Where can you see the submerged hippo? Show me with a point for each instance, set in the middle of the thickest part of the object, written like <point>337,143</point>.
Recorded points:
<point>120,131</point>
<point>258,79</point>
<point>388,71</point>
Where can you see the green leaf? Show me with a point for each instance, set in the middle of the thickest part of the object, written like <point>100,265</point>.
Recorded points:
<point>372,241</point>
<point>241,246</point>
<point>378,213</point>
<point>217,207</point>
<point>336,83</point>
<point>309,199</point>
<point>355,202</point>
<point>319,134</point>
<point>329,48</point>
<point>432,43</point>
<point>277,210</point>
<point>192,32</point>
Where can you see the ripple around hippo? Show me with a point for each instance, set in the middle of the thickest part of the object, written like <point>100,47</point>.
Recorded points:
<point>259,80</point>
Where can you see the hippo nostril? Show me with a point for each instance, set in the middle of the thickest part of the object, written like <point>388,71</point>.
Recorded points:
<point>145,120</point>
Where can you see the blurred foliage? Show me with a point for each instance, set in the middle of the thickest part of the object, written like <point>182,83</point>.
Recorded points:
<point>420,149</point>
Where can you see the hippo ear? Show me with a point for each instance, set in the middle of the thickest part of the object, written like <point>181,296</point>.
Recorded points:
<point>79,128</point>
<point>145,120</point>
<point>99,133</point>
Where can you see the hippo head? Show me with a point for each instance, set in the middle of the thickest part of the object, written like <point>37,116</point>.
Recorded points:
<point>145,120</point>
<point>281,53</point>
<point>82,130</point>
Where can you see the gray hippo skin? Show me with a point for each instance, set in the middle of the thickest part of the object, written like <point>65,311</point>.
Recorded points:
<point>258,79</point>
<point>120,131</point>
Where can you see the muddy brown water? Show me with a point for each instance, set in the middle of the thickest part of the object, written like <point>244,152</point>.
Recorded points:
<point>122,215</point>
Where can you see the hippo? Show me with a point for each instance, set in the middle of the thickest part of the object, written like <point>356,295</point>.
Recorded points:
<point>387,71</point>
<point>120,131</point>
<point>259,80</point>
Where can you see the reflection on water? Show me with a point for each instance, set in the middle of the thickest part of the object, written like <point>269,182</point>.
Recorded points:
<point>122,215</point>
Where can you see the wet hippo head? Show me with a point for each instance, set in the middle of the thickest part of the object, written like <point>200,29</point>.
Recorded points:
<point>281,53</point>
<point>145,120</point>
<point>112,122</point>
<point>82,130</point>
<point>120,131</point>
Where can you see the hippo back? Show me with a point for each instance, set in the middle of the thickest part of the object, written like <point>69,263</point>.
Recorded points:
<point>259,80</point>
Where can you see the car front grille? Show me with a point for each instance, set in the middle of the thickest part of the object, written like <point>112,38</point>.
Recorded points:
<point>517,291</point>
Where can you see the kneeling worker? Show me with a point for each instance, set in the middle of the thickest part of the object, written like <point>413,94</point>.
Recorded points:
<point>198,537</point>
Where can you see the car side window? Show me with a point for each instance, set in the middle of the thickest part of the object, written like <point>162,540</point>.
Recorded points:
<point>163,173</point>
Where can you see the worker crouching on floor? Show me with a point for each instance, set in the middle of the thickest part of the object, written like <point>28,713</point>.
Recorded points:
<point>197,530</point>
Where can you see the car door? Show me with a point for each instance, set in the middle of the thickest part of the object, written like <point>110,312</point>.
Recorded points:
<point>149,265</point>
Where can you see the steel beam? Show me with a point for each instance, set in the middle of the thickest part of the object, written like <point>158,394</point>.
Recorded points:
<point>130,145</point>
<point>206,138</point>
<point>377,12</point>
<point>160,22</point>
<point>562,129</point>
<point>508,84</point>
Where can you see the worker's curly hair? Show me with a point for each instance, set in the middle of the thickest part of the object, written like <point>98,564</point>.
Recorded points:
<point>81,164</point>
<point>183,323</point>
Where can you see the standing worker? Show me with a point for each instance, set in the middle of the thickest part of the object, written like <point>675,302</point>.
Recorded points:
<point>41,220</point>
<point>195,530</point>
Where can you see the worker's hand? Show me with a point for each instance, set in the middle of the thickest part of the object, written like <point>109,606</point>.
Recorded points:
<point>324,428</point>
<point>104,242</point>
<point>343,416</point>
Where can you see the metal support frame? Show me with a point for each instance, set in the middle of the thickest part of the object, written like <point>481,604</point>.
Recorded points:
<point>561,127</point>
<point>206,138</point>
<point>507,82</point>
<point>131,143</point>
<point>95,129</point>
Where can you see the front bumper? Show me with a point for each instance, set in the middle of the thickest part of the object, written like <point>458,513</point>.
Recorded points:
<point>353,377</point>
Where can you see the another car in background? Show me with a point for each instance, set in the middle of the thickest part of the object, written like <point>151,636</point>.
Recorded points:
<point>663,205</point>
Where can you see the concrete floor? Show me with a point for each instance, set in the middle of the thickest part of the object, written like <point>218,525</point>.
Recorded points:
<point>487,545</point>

Task: Put the stretch from the line containing "Where can you see the car door?" through the line containing "<point>149,265</point>" into a Markdown table with the columns Row and Line, numbering each row and leaving out blank lines.

Response:
| Row | Line |
|---|---|
| 1 | Where can you see the car door? Show me with a point for each instance, set in the middle of the thickest part of the object, written like <point>110,312</point>. |
| 2 | Recorded points: |
| 3 | <point>149,265</point> |